Exercise materials
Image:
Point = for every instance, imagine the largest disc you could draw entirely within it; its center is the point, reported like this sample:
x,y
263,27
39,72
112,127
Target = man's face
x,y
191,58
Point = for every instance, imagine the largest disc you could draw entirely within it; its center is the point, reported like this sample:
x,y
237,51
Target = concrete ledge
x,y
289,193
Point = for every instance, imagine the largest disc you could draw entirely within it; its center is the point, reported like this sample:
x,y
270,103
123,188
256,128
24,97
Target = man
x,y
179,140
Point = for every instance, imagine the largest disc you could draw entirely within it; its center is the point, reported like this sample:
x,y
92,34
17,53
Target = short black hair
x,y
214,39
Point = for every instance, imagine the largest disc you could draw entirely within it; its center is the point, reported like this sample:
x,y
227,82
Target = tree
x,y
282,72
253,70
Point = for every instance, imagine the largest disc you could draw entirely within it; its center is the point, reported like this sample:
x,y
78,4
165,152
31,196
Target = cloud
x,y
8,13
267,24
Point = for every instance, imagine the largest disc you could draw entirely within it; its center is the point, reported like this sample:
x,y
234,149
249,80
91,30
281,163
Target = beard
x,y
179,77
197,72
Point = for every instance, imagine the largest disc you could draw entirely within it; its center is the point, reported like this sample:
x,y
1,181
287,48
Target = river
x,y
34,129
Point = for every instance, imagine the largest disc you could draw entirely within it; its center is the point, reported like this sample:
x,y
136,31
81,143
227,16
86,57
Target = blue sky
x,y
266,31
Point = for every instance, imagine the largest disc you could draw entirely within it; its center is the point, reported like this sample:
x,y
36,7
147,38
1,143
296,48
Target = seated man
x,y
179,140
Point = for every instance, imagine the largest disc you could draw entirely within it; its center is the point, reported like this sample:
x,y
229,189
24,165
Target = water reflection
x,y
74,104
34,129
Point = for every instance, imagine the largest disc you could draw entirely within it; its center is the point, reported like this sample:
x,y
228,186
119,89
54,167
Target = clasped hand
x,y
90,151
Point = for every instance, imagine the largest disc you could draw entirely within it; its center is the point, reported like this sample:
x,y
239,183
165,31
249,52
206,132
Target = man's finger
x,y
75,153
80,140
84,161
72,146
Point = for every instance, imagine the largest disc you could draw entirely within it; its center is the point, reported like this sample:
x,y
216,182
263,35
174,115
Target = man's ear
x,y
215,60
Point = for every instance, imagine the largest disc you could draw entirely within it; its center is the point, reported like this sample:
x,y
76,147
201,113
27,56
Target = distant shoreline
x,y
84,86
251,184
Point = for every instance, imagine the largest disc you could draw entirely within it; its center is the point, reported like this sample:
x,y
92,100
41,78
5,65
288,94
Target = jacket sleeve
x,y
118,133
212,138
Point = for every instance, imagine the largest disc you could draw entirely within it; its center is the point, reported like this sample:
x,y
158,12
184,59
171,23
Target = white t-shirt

Exercise
All of the material above should be repeated exactly.

The completed task
Image:
Point = for every instance, imagine the largest disc you could draw entirely within it; its center is the point, reported like this sample:
x,y
263,27
39,72
112,127
Target = man's face
x,y
191,58
Point = for every instance, imagine the largest disc you could draw entirely within it; its center is the point, reported like this sample:
x,y
237,51
Target = concrete ledge
x,y
289,193
Point = for every instance, imagine the largest disc you could draw entirely within it; its center is the point, reported like this sample:
x,y
270,103
123,188
256,128
24,97
Target = man
x,y
179,140
Point = for every instance, imagine the largest disc you could draw entirely within it; its center is the point, reported like this sample:
x,y
92,34
17,53
Target = short black hair
x,y
214,39
Point = for every instance, imagine the largest disc you could draw entirely within it; its center is the point, reported like this sample:
x,y
227,82
Target = tree
x,y
282,72
253,70
Point = for every instance, imagine the largest disc you could draw entirely within it; its center is the point, reported like this sample:
x,y
78,4
165,152
31,196
Target = cloud
x,y
8,13
267,24
Point = for every instance, imagine the largest disc you could draw entirely within it; its center is the point, reported like this sample:
x,y
234,149
249,80
91,30
281,163
Target = beard
x,y
179,77
197,72
Point = for every instance, imagine the largest disc you could draw entirely within it; its center is the point, reported like this sample:
x,y
1,181
287,48
Target = river
x,y
34,129
Point = for every instance, imagine the largest disc you could draw entirely within it; its center is the point, reported like this sample:
x,y
136,31
81,143
227,16
86,57
Target = blue sky
x,y
266,31
Point = for every instance, imagine the largest disc you could draw entirely within it; its center is the point, reported like this sample:
x,y
36,7
147,38
1,143
296,48
Target = seated man
x,y
179,140
Point = for every instance, imagine the largest disc you could draw entirely within it; its center is the point, reported like this sample:
x,y
229,189
24,165
Target = water reflection
x,y
74,104
34,129
Point = for every instance, imagine the largest disc you could draw entirely within it; its center is the point, reported like this sample:
x,y
228,186
119,89
54,167
Target = clasped hand
x,y
90,151
Point = for every instance, imagine the largest disc you could draw entirely within it; its center is the point, reported like this sample:
x,y
239,183
165,31
249,52
206,132
Target = man's finger
x,y
75,153
80,140
84,161
72,146
Point = for every instance, imagine the largest disc you could draw entirely within it; its center is the point, reported like this sample:
x,y
216,182
263,35
174,115
Target = man's ear
x,y
215,60
Point = for every instance, imagine the largest disc you could draw entirely within it; its center is the point, reported like this sample:
x,y
76,147
201,113
27,56
Target = distant shoreline
x,y
84,86
251,184
Point = for every instance, imagine the largest disc you could draw entirely within it; its center is the point, reported like this sample:
x,y
92,100
41,78
5,65
288,94
Target = jacket sleeve
x,y
118,133
212,138
Point = for every instance, imagine the largest disc you could draw entirely within it; its center is the point, reported like this sample:
x,y
158,12
184,59
171,23
Target = white t-shirt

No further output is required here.